+++ THE DATA +++

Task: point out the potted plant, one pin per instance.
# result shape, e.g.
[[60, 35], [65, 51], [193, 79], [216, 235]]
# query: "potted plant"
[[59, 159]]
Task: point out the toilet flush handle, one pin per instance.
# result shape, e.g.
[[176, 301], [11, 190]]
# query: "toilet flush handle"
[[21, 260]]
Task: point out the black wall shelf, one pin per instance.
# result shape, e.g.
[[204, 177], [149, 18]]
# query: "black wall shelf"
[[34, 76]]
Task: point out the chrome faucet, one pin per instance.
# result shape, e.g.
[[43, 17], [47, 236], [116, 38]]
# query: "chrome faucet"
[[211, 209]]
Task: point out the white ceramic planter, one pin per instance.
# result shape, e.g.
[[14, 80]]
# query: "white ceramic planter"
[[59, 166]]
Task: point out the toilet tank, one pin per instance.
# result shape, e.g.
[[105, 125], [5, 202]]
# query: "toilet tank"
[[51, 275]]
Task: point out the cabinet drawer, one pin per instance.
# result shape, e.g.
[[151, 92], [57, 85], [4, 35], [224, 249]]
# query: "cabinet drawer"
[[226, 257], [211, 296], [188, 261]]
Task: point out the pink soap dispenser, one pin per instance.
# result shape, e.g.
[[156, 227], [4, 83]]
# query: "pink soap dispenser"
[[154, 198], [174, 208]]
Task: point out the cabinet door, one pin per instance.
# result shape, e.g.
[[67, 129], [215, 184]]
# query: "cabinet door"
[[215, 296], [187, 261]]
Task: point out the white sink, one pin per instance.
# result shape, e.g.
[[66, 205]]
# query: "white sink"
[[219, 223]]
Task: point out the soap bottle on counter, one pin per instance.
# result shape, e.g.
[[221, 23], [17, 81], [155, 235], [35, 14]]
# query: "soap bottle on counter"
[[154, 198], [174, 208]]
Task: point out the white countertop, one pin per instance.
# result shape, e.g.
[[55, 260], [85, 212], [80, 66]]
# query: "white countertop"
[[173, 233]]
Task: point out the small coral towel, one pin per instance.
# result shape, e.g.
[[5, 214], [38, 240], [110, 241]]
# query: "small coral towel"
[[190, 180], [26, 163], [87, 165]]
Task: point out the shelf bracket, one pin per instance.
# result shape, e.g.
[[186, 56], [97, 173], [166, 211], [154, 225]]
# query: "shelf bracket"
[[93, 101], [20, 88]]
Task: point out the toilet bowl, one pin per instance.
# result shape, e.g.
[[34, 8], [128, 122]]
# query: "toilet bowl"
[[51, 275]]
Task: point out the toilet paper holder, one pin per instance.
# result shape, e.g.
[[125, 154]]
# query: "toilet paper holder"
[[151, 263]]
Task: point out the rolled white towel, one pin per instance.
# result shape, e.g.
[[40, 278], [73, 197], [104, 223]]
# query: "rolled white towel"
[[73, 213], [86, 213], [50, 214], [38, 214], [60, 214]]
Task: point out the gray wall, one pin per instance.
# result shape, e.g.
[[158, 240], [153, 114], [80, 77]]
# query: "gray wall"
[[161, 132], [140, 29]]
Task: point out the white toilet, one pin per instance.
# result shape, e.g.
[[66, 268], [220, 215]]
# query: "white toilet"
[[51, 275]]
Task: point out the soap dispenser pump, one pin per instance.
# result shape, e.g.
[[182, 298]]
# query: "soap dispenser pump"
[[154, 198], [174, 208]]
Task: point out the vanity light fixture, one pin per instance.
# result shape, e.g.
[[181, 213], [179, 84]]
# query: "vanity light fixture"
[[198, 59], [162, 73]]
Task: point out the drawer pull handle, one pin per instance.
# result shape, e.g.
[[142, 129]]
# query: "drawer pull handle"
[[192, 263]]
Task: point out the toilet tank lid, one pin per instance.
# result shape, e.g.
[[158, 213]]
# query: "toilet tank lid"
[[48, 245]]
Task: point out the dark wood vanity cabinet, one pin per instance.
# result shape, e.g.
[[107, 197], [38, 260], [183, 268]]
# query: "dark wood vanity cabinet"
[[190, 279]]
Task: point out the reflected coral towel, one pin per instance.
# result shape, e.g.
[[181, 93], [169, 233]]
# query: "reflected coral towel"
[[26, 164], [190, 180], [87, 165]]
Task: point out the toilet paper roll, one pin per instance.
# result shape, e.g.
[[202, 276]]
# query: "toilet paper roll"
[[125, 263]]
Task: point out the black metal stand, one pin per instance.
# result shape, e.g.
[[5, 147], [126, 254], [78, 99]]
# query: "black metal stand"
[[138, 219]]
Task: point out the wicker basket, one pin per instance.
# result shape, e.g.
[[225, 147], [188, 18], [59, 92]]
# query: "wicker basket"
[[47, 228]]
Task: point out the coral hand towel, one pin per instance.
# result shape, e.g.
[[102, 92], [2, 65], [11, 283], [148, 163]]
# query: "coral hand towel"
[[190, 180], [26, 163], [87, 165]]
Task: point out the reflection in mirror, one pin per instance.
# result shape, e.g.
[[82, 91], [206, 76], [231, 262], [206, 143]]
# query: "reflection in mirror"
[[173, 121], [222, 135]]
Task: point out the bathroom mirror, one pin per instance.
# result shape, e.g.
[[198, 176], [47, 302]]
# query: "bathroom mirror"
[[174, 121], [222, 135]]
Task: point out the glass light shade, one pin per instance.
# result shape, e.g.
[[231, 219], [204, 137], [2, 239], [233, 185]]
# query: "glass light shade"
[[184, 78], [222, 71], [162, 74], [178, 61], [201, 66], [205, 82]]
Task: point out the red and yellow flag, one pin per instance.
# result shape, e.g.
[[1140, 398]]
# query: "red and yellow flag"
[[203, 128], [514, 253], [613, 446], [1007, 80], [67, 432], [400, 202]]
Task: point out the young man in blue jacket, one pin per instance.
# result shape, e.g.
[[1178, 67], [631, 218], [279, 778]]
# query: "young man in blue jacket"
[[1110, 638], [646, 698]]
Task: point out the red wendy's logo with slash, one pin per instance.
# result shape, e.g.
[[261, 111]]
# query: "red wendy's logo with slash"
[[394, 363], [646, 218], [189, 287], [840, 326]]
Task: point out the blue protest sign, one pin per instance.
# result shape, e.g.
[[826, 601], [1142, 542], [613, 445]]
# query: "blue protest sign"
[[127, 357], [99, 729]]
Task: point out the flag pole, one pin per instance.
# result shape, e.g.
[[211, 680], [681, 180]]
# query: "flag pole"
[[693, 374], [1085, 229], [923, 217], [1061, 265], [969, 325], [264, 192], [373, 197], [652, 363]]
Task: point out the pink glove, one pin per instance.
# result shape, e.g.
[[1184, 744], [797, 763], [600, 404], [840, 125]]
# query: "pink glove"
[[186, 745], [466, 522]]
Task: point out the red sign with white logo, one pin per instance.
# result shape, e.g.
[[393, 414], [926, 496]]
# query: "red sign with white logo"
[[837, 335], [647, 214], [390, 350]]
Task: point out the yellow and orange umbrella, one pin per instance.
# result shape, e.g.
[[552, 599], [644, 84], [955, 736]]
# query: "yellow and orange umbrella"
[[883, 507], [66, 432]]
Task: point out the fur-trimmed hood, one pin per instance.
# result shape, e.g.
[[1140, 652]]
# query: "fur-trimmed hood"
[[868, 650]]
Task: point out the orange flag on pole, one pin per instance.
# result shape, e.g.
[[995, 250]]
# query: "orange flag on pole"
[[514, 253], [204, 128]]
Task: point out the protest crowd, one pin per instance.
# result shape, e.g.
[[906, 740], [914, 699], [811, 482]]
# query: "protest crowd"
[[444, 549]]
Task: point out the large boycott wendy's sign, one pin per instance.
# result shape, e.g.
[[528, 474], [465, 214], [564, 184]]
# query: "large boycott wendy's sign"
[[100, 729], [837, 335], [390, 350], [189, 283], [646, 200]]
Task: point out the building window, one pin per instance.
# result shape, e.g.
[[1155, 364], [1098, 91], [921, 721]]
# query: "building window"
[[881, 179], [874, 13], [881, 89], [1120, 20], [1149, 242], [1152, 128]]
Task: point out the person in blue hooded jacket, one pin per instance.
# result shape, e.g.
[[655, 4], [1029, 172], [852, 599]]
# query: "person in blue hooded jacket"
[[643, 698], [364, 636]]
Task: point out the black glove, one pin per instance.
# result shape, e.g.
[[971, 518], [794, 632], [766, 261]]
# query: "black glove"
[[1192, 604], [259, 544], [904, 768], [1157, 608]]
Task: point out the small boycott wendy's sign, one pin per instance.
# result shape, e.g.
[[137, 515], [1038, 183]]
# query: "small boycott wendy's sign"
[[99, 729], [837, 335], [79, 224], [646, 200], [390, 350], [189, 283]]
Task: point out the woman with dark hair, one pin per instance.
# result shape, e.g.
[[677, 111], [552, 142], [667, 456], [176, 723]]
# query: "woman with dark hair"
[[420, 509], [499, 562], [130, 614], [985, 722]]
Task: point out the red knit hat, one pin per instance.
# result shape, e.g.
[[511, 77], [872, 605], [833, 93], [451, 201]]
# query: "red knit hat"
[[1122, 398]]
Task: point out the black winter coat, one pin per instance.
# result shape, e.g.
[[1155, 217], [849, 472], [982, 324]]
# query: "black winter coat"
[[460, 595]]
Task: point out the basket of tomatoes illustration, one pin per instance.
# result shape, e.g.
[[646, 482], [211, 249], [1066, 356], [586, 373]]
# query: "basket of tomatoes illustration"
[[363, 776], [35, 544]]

+++

TASK GOAL: Using the records above, restate word for word the lines from the one with "[[66, 205]]" through the one with "[[107, 197], [38, 260], [183, 268]]", both included.

EXERCISE ANSWER:
[[66, 205]]
# query: "white sink"
[[219, 223]]
Task: point out the soap bottle on counter, one pin per instance.
# result shape, e.g.
[[221, 23], [17, 81], [155, 235], [35, 14]]
# query: "soap bottle on counter"
[[154, 198], [174, 208]]
Task: point out the white countertop, one pin per instance.
# result shape, e.g.
[[55, 260], [85, 212], [80, 66]]
# query: "white countertop"
[[173, 233]]
Task: point out the small coral towel, one pin per instance.
# result shape, e.g.
[[5, 214], [38, 240], [110, 241]]
# query: "small coral towel"
[[190, 180], [26, 163], [87, 165]]
Task: point out the shelf bracket, one pin per instance.
# result shape, e.g.
[[186, 56], [97, 173], [166, 211], [154, 225]]
# query: "shelf bracket"
[[93, 101], [20, 88]]
Task: point out the toilet bowl, one pin per instance.
# result shape, e.g.
[[34, 8], [128, 122]]
# query: "toilet bowl"
[[51, 275]]
Task: point out the toilet paper holder, one pin per instance.
# result shape, e.g.
[[125, 154]]
# query: "toilet paper holder"
[[151, 263]]
Task: point out the rolled white towel, one pin per instance.
# result shape, e.g.
[[40, 278], [73, 197], [104, 223]]
# query: "rolled white towel"
[[73, 213], [86, 213], [50, 214], [38, 214], [60, 214]]
Task: point out the gray wall, one pin per instance.
# result shape, e.g.
[[158, 240], [153, 114], [80, 77]]
# query: "gray wall"
[[161, 132], [140, 29]]
Task: point out the white toilet, one pin per instance.
# result shape, e.g.
[[66, 268], [220, 215]]
# query: "white toilet"
[[51, 275]]
Task: point out the soap dispenser pump, one pin per instance.
# result shape, e.g.
[[182, 298]]
# query: "soap dispenser pump"
[[154, 198], [174, 208]]
Task: point out the vanity light fixture, one pin per instance.
# result shape, e.g.
[[181, 213], [179, 84]]
# query: "vanity light fixture"
[[198, 59], [162, 73]]
Task: point out the drawer pull handle, one pin per instance.
# result shape, e.g.
[[142, 129]]
# query: "drawer pull handle"
[[192, 263]]
Task: point out the toilet tank lid, one pin per instance.
# result shape, e.g.
[[158, 213]]
# query: "toilet tank lid"
[[48, 245]]
Task: point out the dark wood vanity cabinet, one pin per instance.
# result shape, e.g.
[[107, 197], [38, 260], [183, 268]]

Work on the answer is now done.